# EXCERPTED DATA:
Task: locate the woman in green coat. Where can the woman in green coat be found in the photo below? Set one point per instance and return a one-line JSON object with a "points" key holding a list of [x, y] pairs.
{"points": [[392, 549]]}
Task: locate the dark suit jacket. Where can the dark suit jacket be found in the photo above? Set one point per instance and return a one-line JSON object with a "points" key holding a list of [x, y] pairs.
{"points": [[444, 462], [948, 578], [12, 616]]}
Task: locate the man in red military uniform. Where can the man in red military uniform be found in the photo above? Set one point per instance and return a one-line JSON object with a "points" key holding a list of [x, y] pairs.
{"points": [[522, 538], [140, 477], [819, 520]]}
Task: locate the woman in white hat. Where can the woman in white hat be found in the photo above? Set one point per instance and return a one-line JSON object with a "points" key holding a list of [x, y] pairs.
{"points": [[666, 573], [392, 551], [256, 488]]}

# WORK REQUEST:
Lines before the one containing "Task: locate the dark" are to be left out; that line and every line after it through the end of the data should be copied exactly.

# EXERCISE SOLUTION:
Task: locate the dark suit jacket. Where can the dark suit jacket be found in the photo above? Set one point per instance and return a one-line JSON object with a "points" key holding a list of [x, y] pairs.
{"points": [[444, 462], [948, 578], [12, 616]]}
Task: locate the man in red military uniform. Where can the man in red military uniform be found in the photo above? Set one point per instance and return a one-line JSON object with a "points" key holding a list of [x, y] pairs.
{"points": [[522, 538], [140, 477], [819, 520]]}
Task: locate the woman in white hat. Where can the woman in white hat be found in the photo above? Set one point per instance and return a one-line JSON object with a "points" key holding a list of [x, y] pairs.
{"points": [[666, 573], [392, 551], [256, 488]]}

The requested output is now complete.